§ **OBJETIVOS**
A - Reproduza o trecho do texto sobre as mulheres em Israel entre "Para um país" e "tudo está bem.", inclusive.
B - Reescreva as linhas de todos os registros substituindo "white cloud" por "dark cloud" e sem alterar mais nada. Não inclua as imagens na resposta.

§ **TRECHO DO TEXTO**
--- --- ---

Para um país que costumava orgulhar-se de avanços para as mulheres, e ainda se vê como um líder na região em relação aos direitos das mulheres, os incidentes são um desagradável lembrete de que nem tudo está bem.

Uma das imagens românticas mais populares dos primeiros anos de Israel foi um nível impressionante de igualdade de gênero para a época. Homens e mulheres bronzeados que trabalhavam juntos nos campos dos kibutzim irradiavam de fotos em preto e branco que circulavam por todo o mundo. O serviço militar das mulheres era um ponto de orgulho particular: tornava-as partícipes integrais no projeto da redenção nacional judaica, enquanto fazia de Israel uma sociedade de vanguarda. E os homens se divertiram com a sensualidade de “garotas com armas”.

--- --- ---

Trecho de um conjunto de dados:
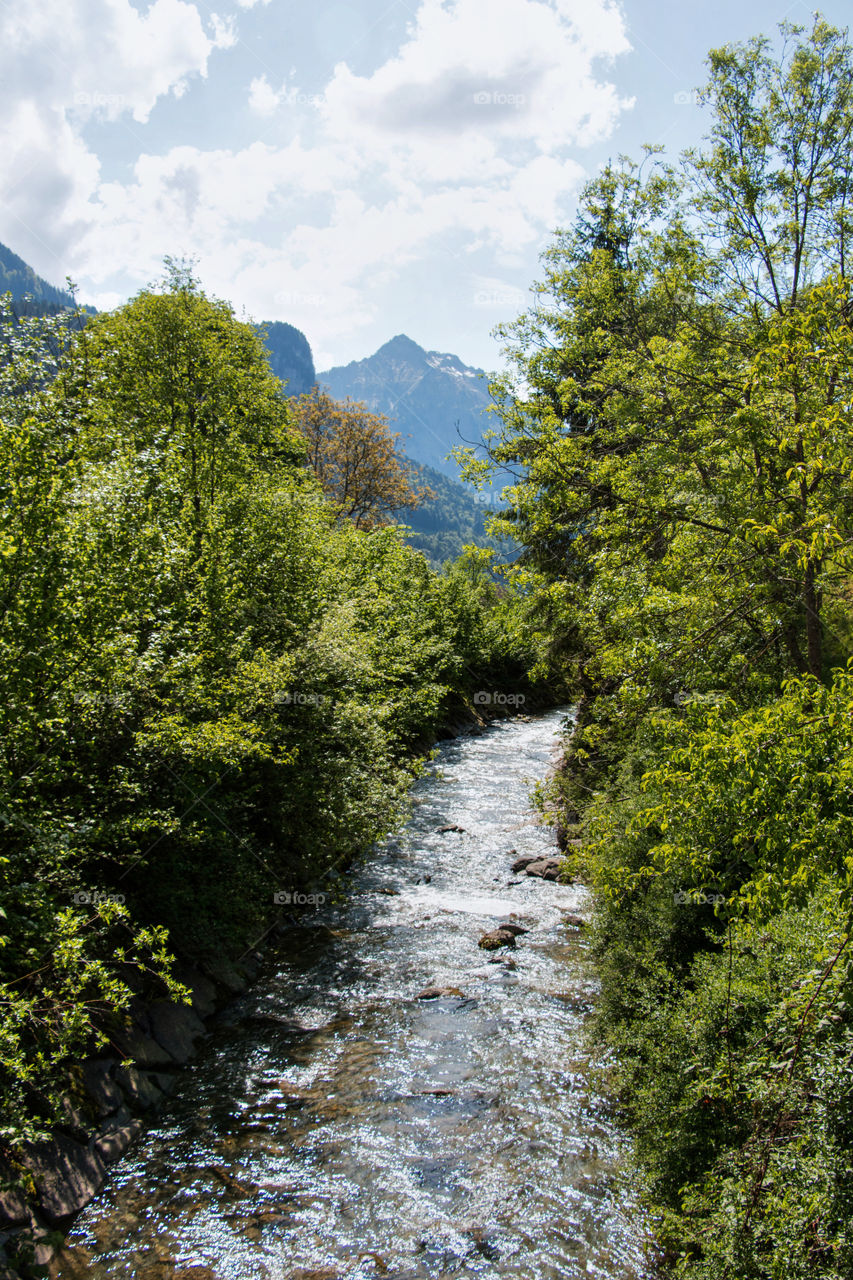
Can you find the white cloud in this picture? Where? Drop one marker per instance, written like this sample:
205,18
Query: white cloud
62,65
263,99
466,138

--- --- ---

§ **RESPOSTAS DO EXERCÍCIO**
A -
Para um país que costumava orgulhar-se de avanços para as mulheres, e ainda se vê como um líder na região em relação aos direitos das mulheres, os incidentes são um desagradável lembrete de que nem tudo está bem.

B -
Can you find the dark cloud in this picture? Where? Drop one marker per instance, written like this sample:
205,18
Query: dark cloud
62,65
263,99
466,138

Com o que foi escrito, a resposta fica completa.